▶ EXERCISE GOAL: Go to the line that contains "positive clicks: (119, 106)" and extract it along with every line after it, exactly, through the end of the data below.

[Start of Attachment]

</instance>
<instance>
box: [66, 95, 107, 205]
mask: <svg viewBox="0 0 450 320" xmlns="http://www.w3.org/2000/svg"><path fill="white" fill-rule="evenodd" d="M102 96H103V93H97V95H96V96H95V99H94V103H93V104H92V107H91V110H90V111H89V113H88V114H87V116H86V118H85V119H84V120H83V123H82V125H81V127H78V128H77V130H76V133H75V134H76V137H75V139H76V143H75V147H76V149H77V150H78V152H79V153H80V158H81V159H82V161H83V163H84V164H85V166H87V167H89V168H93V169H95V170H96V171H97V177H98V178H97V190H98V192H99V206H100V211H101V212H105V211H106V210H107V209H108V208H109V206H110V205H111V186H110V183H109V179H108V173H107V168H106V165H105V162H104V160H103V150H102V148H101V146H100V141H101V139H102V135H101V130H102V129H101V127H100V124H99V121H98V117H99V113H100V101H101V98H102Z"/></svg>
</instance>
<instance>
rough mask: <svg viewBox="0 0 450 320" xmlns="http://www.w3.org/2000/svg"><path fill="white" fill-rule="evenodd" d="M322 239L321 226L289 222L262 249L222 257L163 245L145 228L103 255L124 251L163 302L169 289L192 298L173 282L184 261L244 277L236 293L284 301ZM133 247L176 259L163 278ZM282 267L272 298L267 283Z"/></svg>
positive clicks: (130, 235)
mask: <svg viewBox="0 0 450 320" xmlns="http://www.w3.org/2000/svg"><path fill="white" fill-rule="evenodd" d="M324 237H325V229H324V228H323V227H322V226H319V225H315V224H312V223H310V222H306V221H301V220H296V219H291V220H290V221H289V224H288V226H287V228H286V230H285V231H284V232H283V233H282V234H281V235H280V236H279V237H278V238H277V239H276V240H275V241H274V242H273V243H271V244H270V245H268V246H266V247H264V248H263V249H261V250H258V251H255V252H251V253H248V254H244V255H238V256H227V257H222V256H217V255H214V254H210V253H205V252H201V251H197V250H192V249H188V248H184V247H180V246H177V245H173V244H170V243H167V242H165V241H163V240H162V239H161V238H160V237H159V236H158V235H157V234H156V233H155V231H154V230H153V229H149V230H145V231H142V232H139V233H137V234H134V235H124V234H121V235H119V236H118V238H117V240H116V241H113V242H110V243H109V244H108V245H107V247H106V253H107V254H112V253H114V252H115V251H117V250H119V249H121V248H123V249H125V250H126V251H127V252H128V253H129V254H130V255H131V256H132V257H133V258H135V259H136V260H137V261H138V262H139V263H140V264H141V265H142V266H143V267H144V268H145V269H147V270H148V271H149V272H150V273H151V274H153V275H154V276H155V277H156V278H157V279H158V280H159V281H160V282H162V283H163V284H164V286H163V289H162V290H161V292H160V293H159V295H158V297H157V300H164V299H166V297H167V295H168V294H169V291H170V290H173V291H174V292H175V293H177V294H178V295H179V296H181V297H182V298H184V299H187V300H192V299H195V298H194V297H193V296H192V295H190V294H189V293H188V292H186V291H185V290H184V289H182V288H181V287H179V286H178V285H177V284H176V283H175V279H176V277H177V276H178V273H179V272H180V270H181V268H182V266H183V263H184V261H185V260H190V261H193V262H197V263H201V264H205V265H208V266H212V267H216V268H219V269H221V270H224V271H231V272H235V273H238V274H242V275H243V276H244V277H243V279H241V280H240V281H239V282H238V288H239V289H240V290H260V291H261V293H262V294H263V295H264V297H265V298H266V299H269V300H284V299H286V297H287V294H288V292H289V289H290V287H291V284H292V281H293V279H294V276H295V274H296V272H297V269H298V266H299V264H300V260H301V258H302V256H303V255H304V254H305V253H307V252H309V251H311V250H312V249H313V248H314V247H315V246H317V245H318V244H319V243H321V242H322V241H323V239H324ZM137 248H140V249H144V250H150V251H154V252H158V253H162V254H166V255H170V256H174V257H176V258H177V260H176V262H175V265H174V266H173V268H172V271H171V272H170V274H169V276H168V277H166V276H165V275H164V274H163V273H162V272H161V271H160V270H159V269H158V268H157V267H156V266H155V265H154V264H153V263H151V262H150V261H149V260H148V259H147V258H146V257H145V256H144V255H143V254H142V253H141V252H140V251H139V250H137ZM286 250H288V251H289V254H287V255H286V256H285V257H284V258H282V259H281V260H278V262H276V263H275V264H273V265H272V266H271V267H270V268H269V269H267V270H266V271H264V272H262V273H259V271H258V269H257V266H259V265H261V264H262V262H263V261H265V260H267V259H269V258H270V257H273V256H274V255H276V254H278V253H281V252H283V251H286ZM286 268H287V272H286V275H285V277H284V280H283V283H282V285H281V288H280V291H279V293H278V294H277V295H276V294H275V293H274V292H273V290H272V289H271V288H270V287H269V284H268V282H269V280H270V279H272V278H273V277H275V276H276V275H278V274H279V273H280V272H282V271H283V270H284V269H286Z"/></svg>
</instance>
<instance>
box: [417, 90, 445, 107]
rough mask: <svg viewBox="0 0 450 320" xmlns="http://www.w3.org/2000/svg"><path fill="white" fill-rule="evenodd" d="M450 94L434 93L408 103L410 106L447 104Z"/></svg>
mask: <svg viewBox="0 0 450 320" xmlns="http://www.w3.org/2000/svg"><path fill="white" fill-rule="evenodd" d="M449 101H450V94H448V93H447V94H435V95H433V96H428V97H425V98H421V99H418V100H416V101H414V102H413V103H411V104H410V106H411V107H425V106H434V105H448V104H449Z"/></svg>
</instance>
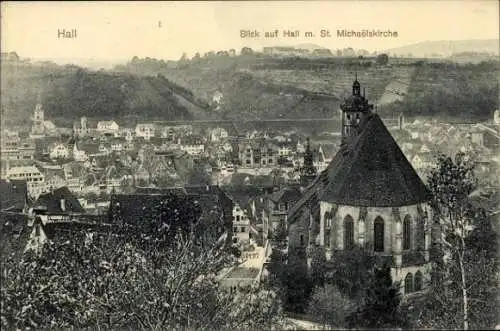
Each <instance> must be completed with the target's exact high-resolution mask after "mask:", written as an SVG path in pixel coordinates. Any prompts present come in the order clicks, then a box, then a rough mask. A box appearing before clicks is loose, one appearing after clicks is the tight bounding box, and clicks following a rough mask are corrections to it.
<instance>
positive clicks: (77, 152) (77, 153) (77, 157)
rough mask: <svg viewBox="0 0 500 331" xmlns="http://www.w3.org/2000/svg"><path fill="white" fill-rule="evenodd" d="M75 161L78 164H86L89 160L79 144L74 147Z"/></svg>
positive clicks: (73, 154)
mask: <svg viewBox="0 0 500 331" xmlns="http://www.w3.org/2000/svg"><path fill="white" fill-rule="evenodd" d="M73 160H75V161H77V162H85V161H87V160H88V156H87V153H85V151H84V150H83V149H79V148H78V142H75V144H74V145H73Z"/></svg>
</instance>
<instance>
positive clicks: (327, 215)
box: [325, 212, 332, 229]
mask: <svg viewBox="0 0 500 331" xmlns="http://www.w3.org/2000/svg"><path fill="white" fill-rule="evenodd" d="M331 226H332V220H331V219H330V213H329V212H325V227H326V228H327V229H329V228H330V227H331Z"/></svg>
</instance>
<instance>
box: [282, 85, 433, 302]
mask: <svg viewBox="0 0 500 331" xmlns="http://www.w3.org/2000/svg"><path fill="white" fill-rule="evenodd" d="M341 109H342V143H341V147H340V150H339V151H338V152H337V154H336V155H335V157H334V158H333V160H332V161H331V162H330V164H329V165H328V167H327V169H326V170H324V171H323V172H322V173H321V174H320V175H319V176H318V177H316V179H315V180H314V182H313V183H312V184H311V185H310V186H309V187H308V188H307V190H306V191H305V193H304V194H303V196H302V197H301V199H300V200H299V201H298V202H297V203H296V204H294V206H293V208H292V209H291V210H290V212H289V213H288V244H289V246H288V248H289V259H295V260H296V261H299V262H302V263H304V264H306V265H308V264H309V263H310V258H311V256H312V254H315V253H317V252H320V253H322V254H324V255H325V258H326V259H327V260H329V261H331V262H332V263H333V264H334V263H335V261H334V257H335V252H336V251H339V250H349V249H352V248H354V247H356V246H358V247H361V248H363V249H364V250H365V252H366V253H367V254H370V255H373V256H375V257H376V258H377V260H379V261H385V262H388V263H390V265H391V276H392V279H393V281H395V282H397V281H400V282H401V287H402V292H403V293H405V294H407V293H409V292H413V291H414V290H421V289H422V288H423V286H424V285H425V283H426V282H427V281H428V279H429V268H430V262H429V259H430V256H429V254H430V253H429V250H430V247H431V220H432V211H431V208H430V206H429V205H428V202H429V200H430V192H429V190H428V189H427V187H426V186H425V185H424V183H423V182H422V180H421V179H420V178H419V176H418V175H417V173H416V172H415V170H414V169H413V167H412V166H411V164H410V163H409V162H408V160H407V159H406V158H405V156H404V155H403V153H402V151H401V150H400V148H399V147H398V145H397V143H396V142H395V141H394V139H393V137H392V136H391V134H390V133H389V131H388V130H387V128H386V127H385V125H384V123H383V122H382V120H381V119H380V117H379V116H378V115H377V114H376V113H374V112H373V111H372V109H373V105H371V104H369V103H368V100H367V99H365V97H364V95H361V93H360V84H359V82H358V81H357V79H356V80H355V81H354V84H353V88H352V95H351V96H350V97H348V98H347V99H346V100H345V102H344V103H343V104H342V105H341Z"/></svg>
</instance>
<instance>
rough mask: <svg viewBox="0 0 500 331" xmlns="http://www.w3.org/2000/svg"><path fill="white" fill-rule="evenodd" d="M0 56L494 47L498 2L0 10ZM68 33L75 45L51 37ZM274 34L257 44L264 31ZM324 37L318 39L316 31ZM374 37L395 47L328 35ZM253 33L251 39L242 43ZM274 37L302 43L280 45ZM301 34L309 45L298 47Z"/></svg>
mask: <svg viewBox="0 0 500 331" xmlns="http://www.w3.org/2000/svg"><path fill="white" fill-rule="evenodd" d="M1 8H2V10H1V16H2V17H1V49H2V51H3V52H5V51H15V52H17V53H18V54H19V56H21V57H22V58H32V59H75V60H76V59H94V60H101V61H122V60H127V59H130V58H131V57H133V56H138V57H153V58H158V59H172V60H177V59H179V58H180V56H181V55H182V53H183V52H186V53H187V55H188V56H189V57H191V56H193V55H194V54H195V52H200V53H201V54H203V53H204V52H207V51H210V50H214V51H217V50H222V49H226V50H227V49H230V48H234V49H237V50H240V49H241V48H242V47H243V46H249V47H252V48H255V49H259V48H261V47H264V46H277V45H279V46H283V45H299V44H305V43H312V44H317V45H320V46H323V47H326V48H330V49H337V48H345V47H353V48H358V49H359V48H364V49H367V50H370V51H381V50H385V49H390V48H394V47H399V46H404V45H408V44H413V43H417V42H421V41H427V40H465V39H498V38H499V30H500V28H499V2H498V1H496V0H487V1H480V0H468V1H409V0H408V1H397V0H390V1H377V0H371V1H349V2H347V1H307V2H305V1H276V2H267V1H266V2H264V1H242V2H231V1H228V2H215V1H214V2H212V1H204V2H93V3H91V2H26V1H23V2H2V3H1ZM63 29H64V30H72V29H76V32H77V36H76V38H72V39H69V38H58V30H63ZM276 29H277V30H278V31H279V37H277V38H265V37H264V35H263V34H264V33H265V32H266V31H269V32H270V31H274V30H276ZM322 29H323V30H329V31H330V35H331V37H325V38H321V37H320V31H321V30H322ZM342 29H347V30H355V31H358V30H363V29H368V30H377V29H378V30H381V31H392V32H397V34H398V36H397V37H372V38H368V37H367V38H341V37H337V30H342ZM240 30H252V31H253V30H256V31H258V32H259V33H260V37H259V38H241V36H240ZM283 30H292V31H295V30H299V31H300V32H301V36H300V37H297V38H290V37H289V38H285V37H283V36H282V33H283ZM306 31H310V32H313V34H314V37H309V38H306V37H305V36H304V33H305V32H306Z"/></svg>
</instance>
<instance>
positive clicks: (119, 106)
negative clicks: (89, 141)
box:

[End of Attachment]

▶ EXERCISE RESULT:
positive clicks: (119, 106)
negative clicks: (89, 141)
box:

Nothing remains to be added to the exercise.